De quando tínhamos a palavra

A revista Joaquim, dirigida por Dalton Trevisan, ganha reedição para mostrar que o Paraná já fez parte, pasmem!, da vanguarda nacional
Dalton Trevisan, autor de “Pico na veia”
01/01/2001

Era o pintor surrealista  e show-man Salvador Dalí quem se dizia a favor das guerras, porque elas atiçariam o que o homem tem de melhor. Analisando-se os períodos pós-guerras, tem-se mesmo esta impressão de explosão criativa. Não é à toa que a década de 20 do século XX ainda é considerada a mais promissora para a literatura mundial, forno do tempo de onde saíram obras como Ulysses e A Montanha Mágica, além de toda uma geração, a lost generation, que inclui nomes como F. Scott Fitzgerald, Ernest Hemingway e Dorothy Parker, entre outros.

No Brasil, teve mais impacto a Segunda do que a primeira guerra, talvez por nosso proclamado provincianismo. Fato é que, apesar da Semana de Arte Moderna de 22, o modernismo como tal só veio a se concretizar no Brasil na década de 40, atingindo seu apogeu na década seguinte. E a partir daí, é preciso dizer, entrando em franca decadência.

Há quem chame esta geração de escritores nascidos dos ventos radioativos de Hiroshima de “Segunda geração do modernismo brasileiro. São nomes que os vestibulandos têm de decorar Lêdo Ivo, José Paulo Paes, Guimarães Rosa, Fernando Sabino, Paulo Mendes Campos e Murilo Rubião. Entre eles, um menino desbocado e cheio do entusiasmo da juventude, que acabava de criar uma revista que se tornaria das mais importantes para o tal do modernismo brasileiro, um dos últimos vagões da revolução a que assistiu a literatura mundial no século que passou. Este menino, de certo com bala Zequinha na bolsa, tornar-se-ia (perdão pela primeira mesóclise do milênio) o maior contista vivo do Brasil: Dalton Trevisan. E muitos dos que colaboraram na nem tão acanhada assim publicação se tornariam mestres da literatura brasileira nos próximos cinqüenta anos, cada qual em sua área.

■ **MATERIAL FORNECIDO**:

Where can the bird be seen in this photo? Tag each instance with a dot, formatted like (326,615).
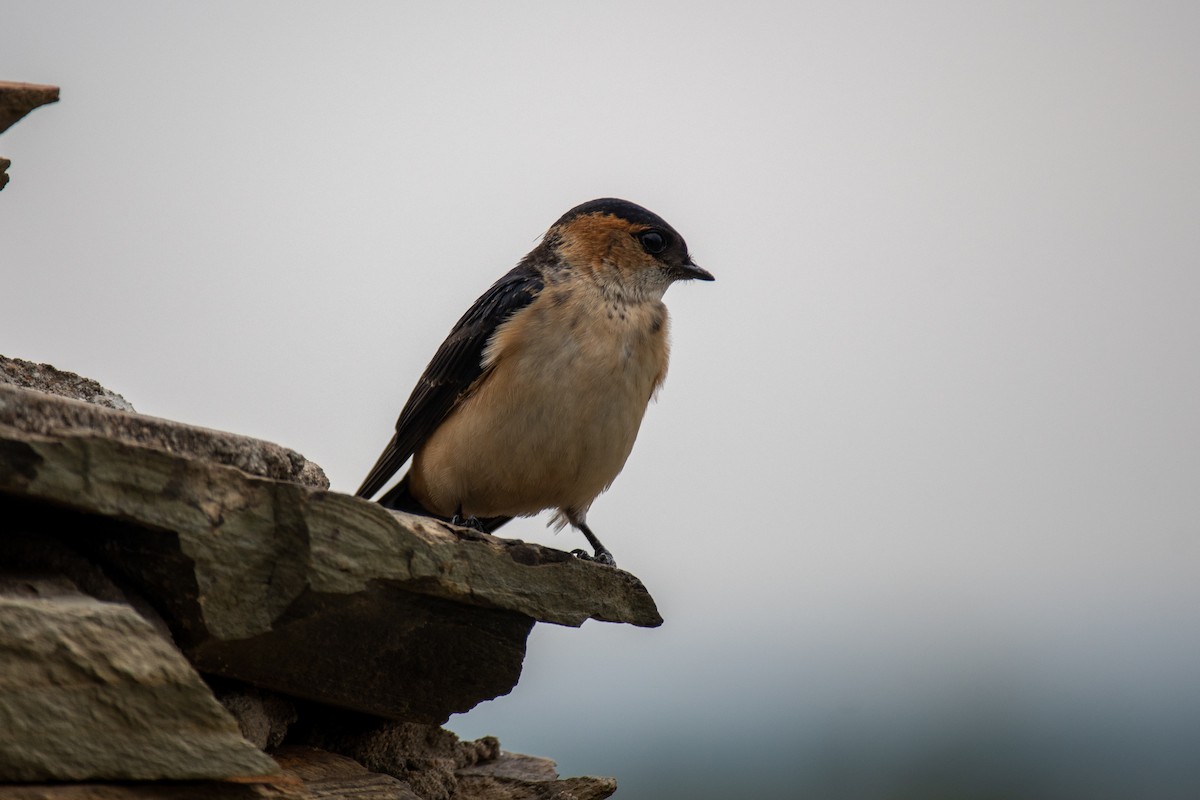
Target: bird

■ **ENUNCIADO**: No texto sobre a revista Joaquim, troque "promissora" por "fecunda" e reproduza o trecho de "Era o pintor" a "em franca decadência.".

■ **RESPOSTA COMPLETA**:
Era o pintor surrealista  e show-man Salvador Dalí quem se dizia a favor das guerras, porque elas atiçariam o que o homem tem de melhor. Analisando-se os períodos pós-guerras, tem-se mesmo esta impressão de explosão criativa. Não é à toa que a década de 20 do século XX ainda é considerada a mais fecunda para a literatura mundial, forno do tempo de onde saíram obras como Ulysses e A Montanha Mágica, além de toda uma geração, a lost generation, que inclui nomes como F. Scott Fitzgerald, Ernest Hemingway e Dorothy Parker, entre outros.

No Brasil, teve mais impacto a Segunda do que a primeira guerra, talvez por nosso proclamado provincianismo. Fato é que, apesar da Semana de Arte Moderna de 22, o modernismo como tal só veio a se concretizar no Brasil na década de 40, atingindo seu apogeu na década seguinte. E a partir daí, é preciso dizer, entrando em franca decadência.